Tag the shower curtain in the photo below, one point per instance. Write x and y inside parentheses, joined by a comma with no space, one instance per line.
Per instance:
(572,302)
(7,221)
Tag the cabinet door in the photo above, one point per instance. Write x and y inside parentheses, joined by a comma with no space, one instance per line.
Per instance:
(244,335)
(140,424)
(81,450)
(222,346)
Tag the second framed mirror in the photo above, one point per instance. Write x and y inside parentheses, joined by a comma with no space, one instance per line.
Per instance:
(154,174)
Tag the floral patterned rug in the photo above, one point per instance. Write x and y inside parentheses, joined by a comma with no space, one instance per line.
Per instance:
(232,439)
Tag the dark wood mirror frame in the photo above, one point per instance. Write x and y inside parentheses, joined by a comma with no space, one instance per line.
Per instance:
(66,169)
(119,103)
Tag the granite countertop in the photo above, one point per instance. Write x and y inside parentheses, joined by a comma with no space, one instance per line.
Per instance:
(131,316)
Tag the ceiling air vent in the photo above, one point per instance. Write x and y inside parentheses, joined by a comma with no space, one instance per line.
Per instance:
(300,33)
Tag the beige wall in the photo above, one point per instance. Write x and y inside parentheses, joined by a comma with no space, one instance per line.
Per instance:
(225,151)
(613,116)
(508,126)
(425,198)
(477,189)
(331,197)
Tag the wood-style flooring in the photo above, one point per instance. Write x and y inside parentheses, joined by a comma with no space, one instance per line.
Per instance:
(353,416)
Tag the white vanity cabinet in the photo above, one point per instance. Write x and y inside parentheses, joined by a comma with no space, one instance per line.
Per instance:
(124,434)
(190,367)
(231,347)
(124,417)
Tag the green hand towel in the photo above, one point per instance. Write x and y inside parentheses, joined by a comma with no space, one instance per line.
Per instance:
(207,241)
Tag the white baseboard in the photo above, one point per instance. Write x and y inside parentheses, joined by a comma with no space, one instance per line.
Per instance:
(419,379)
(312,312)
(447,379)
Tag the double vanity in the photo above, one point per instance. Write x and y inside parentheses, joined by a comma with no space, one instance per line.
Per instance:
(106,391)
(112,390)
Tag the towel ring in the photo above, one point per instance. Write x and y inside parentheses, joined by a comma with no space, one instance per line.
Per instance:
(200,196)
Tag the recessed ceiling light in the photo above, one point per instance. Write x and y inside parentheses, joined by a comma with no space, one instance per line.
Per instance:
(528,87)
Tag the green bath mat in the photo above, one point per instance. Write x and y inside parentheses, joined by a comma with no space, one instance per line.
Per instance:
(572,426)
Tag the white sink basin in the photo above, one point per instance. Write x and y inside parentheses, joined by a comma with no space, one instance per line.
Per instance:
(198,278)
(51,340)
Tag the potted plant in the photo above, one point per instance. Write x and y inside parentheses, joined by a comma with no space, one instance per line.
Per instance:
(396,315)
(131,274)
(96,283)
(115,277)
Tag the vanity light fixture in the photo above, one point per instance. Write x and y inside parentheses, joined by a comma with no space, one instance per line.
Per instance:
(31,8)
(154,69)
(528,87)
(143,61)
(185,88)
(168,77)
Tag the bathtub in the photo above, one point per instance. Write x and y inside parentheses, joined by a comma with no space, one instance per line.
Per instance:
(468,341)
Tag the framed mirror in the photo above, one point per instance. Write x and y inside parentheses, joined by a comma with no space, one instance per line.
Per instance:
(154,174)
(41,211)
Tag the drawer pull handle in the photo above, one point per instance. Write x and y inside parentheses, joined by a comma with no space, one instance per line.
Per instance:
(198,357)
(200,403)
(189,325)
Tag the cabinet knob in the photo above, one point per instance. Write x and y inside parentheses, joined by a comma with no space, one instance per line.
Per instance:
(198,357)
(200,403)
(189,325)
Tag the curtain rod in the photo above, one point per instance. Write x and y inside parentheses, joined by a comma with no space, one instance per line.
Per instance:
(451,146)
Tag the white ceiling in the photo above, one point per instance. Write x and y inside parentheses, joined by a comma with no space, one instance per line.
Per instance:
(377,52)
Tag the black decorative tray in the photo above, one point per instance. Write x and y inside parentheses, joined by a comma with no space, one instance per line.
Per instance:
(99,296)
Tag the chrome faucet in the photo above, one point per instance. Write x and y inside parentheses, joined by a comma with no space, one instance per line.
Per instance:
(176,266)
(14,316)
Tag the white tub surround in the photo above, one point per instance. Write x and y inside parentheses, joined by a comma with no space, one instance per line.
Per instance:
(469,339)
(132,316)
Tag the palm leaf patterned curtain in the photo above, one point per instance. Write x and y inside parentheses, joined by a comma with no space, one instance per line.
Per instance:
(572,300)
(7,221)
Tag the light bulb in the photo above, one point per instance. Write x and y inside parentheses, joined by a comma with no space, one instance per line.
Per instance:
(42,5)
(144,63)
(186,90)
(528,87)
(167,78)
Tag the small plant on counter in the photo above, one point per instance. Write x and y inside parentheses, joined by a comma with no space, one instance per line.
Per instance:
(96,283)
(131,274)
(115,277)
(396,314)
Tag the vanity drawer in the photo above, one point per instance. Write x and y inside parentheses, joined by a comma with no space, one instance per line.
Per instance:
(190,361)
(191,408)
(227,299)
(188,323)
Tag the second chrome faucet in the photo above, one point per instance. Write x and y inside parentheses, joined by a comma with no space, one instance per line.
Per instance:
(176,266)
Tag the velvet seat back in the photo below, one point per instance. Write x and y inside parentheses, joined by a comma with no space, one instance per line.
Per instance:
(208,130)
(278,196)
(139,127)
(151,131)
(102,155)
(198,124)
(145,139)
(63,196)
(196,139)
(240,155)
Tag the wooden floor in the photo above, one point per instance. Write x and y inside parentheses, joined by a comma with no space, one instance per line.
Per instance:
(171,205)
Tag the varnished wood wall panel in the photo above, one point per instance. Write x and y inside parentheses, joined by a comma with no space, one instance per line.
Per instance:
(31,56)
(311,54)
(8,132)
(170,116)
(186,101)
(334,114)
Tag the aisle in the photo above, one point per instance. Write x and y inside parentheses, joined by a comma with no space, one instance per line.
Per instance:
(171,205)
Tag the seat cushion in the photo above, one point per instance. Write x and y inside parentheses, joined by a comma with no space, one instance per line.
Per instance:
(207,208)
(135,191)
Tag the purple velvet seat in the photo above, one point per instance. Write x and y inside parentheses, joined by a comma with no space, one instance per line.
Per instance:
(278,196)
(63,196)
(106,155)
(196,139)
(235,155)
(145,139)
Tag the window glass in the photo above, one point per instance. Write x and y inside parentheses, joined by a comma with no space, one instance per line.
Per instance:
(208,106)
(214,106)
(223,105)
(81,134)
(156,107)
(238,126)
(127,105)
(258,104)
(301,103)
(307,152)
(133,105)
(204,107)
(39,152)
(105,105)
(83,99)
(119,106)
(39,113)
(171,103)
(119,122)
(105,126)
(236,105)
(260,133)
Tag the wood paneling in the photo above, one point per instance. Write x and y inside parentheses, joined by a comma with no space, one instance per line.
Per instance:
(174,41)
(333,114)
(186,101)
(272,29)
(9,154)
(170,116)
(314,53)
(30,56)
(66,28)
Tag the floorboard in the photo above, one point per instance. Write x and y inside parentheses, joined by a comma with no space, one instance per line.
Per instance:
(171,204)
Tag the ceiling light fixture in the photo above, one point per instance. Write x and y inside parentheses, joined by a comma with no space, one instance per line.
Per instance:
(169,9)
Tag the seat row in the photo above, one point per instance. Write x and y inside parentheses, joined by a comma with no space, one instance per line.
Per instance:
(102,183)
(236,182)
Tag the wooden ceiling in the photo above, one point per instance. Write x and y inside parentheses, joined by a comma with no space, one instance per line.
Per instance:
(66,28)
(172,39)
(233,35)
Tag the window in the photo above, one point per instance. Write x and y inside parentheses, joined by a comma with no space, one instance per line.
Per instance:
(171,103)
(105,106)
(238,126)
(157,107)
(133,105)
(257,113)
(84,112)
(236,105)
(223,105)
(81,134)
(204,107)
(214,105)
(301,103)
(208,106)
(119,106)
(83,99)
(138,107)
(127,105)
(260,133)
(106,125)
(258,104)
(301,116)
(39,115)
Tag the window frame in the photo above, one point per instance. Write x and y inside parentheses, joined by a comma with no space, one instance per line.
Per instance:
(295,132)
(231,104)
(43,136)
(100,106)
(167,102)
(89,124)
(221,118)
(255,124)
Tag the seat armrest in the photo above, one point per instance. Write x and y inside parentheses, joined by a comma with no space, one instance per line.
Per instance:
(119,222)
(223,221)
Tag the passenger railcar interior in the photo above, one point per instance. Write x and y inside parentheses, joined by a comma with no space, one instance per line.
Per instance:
*****
What you have to do:
Write out again, unchanged, every line from the line containing "Tag the wood paneling" to the final line of the material above.

Solution:
Tag the wood paneling in the photo above, one point per instance. Write x and y inside parentheses, joined by a comma with no space, one instance per line.
Per instance:
(174,41)
(333,114)
(186,101)
(272,29)
(9,154)
(170,116)
(314,53)
(30,56)
(66,28)
Tag the floorboard in the photo above, one point per instance. Write x and y inside parentheses, joined by a comma with no space, one instance per line.
Per instance:
(171,204)
Tag the ceiling light fixture in the photo above, one point per instance. Write x and y inside parentheses, joined by a comma with no space, one instance per line.
Per instance:
(169,9)
Tag the seat row in the photo above, one point per instance. Write x and y inside parentheses, joined by a comma with no space, one instance per line.
Per instance:
(102,183)
(236,182)
Tag the wooden ceiling in the photo above, one point per instance. Write x and y inside parentheses, joined by a comma with no space, one instance per line.
Per instance:
(66,28)
(172,39)
(233,35)
Tag the window in the photo above, one point per instance. Write x and y inside parentheses, joined by a comma with no space, one instance per line.
Per instance:
(171,103)
(105,106)
(238,126)
(157,107)
(133,105)
(257,113)
(84,112)
(236,105)
(223,105)
(81,134)
(204,107)
(214,105)
(301,103)
(208,106)
(119,106)
(83,99)
(138,107)
(127,105)
(260,133)
(106,125)
(258,104)
(301,116)
(39,115)
Tag the window frame in the photo above, one point per instance. Write x and y inside parentheses, joined by a comma with no space, one instance per line.
Per instance:
(295,132)
(231,104)
(43,136)
(100,106)
(167,102)
(89,124)
(221,118)
(255,124)
Tag the seat armrest in the photo above, one point per instance. Write x and y inside parentheses, joined by a comma with no space, one instance per line.
Per instance:
(119,222)
(223,221)
Tag the passenger railcar interior in the photo above, one point per instance. Write x and y inside parentheses, joined by a comma with no space, one instance per line.
Per instance:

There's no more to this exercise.